What to produce: Below is a listing. Set down exactly the lines from the one containing "[locate] brown hiking" through the one containing "[locate] ponytail (one marker per instance)", both ends included, and leave out the rest.

Extracted entries:
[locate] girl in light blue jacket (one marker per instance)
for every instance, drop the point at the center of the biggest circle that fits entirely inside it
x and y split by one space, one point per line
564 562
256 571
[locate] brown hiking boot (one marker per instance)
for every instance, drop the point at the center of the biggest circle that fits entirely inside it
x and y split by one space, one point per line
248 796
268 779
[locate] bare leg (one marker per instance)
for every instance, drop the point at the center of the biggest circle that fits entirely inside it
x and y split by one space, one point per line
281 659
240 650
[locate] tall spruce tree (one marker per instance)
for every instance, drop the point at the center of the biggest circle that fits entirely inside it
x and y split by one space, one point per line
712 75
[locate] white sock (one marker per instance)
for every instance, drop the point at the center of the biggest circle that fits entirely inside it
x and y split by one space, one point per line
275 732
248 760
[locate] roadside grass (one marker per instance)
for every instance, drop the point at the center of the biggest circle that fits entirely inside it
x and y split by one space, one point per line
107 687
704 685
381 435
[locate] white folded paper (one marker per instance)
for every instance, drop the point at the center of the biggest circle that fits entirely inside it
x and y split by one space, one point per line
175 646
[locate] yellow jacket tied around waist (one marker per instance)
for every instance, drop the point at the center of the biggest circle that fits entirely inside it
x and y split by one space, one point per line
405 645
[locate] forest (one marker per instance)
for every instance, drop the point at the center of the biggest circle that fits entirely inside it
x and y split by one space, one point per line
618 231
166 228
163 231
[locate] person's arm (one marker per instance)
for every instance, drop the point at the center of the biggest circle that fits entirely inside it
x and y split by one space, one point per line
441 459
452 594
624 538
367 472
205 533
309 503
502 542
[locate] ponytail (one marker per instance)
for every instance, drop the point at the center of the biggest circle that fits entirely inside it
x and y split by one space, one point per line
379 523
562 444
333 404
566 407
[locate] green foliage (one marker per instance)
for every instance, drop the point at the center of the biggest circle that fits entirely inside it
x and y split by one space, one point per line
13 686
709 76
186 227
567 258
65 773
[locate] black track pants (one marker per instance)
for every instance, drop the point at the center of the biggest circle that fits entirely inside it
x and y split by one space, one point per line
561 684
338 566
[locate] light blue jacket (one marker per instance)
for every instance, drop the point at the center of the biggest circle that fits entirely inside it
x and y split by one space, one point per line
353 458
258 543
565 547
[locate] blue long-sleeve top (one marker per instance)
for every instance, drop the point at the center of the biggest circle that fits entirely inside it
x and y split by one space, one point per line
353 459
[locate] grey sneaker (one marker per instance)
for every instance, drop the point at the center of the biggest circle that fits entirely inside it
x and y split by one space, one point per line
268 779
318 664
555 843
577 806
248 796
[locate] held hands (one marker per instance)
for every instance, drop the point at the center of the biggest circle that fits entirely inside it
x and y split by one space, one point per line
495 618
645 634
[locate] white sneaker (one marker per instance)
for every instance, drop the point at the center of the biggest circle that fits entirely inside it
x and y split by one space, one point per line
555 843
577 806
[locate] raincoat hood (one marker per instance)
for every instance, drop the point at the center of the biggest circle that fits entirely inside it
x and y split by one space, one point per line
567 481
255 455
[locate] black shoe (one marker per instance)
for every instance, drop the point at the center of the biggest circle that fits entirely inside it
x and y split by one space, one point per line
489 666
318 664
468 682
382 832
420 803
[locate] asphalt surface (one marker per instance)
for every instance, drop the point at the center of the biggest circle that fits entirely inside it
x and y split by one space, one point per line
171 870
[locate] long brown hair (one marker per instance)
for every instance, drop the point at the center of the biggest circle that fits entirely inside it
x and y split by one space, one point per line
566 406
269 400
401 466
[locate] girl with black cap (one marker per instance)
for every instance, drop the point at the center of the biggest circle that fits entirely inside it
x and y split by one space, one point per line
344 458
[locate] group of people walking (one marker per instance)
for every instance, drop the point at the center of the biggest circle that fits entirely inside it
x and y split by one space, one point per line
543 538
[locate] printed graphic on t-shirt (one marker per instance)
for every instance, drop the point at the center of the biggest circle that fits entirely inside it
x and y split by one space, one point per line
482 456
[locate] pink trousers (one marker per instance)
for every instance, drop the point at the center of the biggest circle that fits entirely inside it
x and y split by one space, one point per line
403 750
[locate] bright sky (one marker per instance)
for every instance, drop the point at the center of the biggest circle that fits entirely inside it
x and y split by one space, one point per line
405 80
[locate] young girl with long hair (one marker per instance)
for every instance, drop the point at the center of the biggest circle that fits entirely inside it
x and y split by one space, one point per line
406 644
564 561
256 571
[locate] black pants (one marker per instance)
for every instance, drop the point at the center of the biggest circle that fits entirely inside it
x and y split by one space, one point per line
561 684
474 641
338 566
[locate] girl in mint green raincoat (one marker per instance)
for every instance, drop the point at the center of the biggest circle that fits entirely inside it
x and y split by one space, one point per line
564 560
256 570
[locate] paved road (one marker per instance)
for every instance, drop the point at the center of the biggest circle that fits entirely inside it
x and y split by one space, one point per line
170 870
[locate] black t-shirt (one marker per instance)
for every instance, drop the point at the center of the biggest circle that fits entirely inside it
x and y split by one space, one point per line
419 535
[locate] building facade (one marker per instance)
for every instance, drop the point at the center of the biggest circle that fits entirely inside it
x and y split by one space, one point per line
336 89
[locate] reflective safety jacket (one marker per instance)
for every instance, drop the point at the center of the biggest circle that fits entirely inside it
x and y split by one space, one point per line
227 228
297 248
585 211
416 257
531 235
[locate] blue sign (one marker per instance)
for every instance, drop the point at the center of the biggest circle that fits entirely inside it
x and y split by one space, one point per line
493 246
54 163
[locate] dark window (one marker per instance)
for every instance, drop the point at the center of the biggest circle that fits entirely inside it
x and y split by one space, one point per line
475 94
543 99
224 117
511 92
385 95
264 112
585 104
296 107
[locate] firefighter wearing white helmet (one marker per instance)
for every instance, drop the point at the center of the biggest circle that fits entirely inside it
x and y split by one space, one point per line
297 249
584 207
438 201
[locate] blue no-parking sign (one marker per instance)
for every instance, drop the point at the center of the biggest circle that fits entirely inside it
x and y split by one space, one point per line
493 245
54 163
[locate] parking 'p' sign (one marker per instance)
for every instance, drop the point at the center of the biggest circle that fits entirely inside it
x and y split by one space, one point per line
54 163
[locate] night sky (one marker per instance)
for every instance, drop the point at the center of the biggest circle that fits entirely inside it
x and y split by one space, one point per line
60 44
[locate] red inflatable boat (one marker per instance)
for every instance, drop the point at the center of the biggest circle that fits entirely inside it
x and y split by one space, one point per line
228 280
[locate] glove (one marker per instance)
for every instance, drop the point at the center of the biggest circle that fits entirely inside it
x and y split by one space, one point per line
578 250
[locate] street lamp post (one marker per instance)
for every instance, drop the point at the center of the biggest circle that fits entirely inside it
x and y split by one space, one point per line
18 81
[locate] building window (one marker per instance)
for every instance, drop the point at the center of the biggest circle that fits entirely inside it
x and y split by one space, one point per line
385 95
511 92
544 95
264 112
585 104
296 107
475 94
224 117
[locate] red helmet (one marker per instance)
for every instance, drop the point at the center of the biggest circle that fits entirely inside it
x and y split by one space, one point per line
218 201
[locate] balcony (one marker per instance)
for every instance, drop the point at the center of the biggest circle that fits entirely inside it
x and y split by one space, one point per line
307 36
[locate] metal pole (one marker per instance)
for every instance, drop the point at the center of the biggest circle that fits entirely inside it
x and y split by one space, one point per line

Solved exercise:
[locate] brown hiking boot (one marker per instance)
for every instance, drop the point at the center of the biggest circle that fits entirely inside it
x and y split by one space, one point per line
248 796
268 779
[locate] bare leg (one marker per instance)
for every instance, drop the point at the center of the biggest circle that fits entirely inside it
x and y split by one space, one point per line
281 659
240 650
[locate] tall spruce tree (one marker per instance)
for every instance, drop the point at the center of the biggest circle that fits entirely inside it
x and y split by one space, one point per line
712 75
[locate] white sock (one marker per instance)
for every instance, drop the point at the center of the biggest circle that fits entirely inside it
x and y split by one space, one point per line
275 732
248 760
[locate] roadside grass (one marker per instance)
for every instance, drop the point at the center of the biggest circle that fits entirely inside it
x and y split by one space, one point per line
107 687
704 685
381 435
[locate] white folded paper (one marker per instance)
for every instance, drop the point at the center of the biggest circle that fits entirely inside it
x and y split by one space, one point per line
175 646
[locate] yellow jacket tied around waist (one marker per instance)
for every instance, drop the point at the center of the biggest circle that fits entirely inside it
x and y split by one space, one point per line
405 645
[locate] forest (one marker per instance)
for every instance, drop the point at the center of the biggest circle that fits entirely inside it
x and y split by one space, one point per line
618 231
166 228
163 231
[locate] person's arm (one marker per instance)
for every instance, drop the point at the center of the biggest circle that fits entirely inside it
x and y split by one space, one point per line
441 459
452 594
624 538
367 472
205 533
309 503
502 542
[locate] ponytail (one marker per instance)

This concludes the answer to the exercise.